TEXT TO READ ->

[TowerTalk] re: coax as balanced line

John Brosnahan broz@csn.net
Fri, 1 Aug 1997 13:32:49 -0600 (MDT)


At 02:36 PM 8/1/97 -0500, you wrote:
>I was wondering about the possibility or practicality of doing this
>where a long run would exist from the shack to the antenna. Cost wise it
>would be cheaper than hardline and should avoid some of the problems of
>ladderline: rain, snow, ect. Would this work at vhf, uhf, or just hf?
>Would this setup have the same losses as ladderline or somewhere between
>that & coax? Has anyone tried using 4 lines for 50 ohms or the 2 line
>100 ohm setup, if so were you using RG-8 or RG-58 size cable & how were
>you terminating it? Thanks for your ideas.
>73' Steve KG8TX


Steve, this issue was brought up earlier this year and here is my
offline response to the following comment that was made during the
previous discussion:

>>     Using two runs of coaxial cable as a balanced feeder will result in an 
>>     additional 3-dB loss.  


This is BS  (Bogus Speculation)!

I have used a balanced RG-213 feedline on my 8/8/8/8 10M array
that got such good EME echoes when it was up.  It was my contention 
that the loss would stay the same--simple thought problem.  If you think 
in terms of coax with 3 dB loss over the run from rig to antenna and then 
use two of them in a balanced feeder it was my contention that you 
could think in terms of half the power going into each one and each 
one would have 3 dB loss.

So if a single 50 ohm coax had 10 watts going in and had 3 dB loss
then the antenna would receive 5 watts.  If the balanced pair of
coaxes each had 5 watts going in and each had 3 dB loss then you would
have 2.5 watts at the far end of EACH coax--combined back into 5 watts.
Maybe not the best analogy but it gave me the answer that made most
sense.  I wanted to believe that with all of the extra copper that maybe the
loss would be less, but I couldn't get a logical handle on it that made sense
and I certainly didn't believe that the losses would be greater than with a 
single coax as the original questioner had posed.

But if you want a mathematical answer rather than an answer based
on logic here is what you need:


If you believe in the RGLC circuit model for the T-line, then the following
might convince you that the loss stays the same.

(Dataset rows on where objects appear)
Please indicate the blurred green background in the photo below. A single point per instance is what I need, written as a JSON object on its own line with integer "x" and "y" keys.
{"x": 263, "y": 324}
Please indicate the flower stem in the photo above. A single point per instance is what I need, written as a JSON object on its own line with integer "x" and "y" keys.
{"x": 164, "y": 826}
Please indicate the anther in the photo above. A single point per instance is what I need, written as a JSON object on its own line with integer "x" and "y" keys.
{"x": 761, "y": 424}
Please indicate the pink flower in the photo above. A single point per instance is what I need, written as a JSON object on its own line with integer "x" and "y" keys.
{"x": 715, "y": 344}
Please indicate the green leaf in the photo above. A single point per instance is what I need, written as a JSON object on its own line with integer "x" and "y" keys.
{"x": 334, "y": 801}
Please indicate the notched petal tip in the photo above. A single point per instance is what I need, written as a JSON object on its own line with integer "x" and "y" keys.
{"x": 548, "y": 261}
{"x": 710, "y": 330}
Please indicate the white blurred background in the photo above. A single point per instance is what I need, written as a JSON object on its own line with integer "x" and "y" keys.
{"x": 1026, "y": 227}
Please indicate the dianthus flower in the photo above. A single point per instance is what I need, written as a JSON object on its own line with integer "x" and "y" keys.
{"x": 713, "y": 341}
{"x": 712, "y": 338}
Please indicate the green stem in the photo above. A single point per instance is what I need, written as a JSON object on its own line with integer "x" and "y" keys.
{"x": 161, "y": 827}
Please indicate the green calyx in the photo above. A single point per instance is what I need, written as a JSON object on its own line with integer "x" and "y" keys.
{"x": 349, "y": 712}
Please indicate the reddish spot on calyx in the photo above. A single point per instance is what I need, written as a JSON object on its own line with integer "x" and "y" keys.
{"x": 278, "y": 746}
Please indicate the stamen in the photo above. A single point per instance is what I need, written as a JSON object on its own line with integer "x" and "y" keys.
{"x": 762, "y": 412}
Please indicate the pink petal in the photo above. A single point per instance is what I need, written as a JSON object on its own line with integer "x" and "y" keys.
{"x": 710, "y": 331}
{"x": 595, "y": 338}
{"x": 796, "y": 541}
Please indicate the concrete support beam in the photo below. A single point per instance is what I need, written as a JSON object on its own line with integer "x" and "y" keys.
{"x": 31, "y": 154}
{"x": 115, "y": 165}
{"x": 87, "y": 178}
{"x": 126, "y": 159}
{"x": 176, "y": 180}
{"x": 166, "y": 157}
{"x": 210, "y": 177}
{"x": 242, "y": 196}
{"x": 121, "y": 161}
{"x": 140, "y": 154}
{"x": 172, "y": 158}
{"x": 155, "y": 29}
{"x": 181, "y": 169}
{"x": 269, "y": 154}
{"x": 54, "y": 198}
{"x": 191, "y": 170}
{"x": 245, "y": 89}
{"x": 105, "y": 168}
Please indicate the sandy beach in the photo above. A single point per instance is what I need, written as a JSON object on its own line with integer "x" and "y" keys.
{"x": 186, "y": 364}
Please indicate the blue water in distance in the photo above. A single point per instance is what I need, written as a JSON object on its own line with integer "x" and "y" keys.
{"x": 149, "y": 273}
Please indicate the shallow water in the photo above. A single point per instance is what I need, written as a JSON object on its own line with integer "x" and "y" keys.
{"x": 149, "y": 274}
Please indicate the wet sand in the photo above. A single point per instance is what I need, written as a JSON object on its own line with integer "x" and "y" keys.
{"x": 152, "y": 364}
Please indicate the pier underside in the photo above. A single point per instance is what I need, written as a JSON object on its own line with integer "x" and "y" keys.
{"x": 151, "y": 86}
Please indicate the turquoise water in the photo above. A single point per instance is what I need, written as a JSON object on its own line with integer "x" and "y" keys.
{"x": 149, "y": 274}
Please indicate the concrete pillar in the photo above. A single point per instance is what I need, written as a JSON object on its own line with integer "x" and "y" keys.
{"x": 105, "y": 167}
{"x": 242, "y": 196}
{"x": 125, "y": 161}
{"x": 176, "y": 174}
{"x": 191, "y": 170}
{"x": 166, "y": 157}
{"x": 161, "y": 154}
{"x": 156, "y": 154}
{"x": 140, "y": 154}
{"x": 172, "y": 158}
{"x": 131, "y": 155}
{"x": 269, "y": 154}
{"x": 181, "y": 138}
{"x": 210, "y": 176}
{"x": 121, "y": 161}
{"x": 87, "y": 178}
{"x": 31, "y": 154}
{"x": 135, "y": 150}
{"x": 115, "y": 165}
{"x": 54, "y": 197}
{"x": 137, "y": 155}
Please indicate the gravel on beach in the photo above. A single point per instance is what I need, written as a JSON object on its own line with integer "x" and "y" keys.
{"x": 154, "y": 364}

TASKS FOR THIS EXERCISE ->
(1) Reproduce the balanced-coax post, beginning at the words "So if a single" and stopping after "questioner had posed.", and switch every "watts" in that span to "W".
(2) Sum up the balanced-coax post in three sentences.
(3) Write the next part of the balanced-coax post, starting after its last sentence.
The rows are not needed for any of this work.

RESPONSES TO THE TASKS ->
(1)
So if a single 50 ohm coax had 10 W going in and had 3 dB loss
then the antenna would receive 5 W.  If the balanced pair of
coaxes each had 5 W going in and each had 3 dB loss then you would
have 2.5 W at the far end of EACH coax--combined back into 5 W.
Maybe not the best analogy but it gave me the answer that made most
sense.  I wanted to believe that with all of the extra copper that maybe the
loss would be less, but I couldn't get a logical handle on it that made sense
and I certainly didn't believe that the losses would be greater than with a 
single coax as the original questioner had posed.

(2) Steve asks whether two or four coax lines could serve as a balanced feeder for a long run to the antenna, and how their losses would compare with ladderline and coax. John Brosnahan rejects the earlier claim that two coax runs used as a balanced feeder add 3 dB of loss, noting that he used a balanced RG-213 feedline on his 8/8/8/8 10M array. He argues that with half the power in each coax and 3 dB loss in each, the loss stays the same as with a single coax, and he offers the RGLC circuit model as mathematical support.

(3)
Let R, G, L, C be the resistance, conductance, inductance, and capacitance
of the original line (per unit length).

Then your new line has parameters R', G', L', C' where:

         R'=2R, G'=G/2, L'=2L, C'=C/2

Characteristic impedance of old line:  Zo=sqrt(L/C)
Characteristic impedance of new line:  Zo'=sqrt(L'/C')=sqrt(2L/(C/2))=2*Zo

Using low-loss approximation, Jordan and Balmain, p219
(not necessary to use approximation, but easy):

Loss per unit length (nepers) of old line: alpha = 0.5*(R/Zo + G*Zo)
Loss per unit length (nepers) of new line: alpha'= 0.5*(R'/Zo' + G'*Zo')
                                                 = 0.5*(2R/(2Zo) + (G/2)*2Zo)
                                                 = 0.5*(R/Zo + G*Zo)

i.e. the loss of the new line is the same as that of the old line.  The
factors of 2 (which combined to make the characteristic impedance go up)
cancel out in the loss factor...

Regarding any questions on increased copper losses - note that if the 50 and
100 ohm lines are carrying equal power, then the current on the 100 ohm
line is smaller by 1/sqrt(2) and the voltage on the 100 ohm line is bigger
by sqrt(2).  That's why the increased copper loss of the 100 ohm line
doesn't increase the loss, the current is just enough smaller to keep the
I**2*R loss the same.  That's also why the decreased conductance of the 100
ohm line (by virtue of the two conductors being separated by twice as much
dielectric) doesn't help - because the voltage is sqrt(2) higher, so that
V**2*G loss stays the same...


Hope this answers your question adequately.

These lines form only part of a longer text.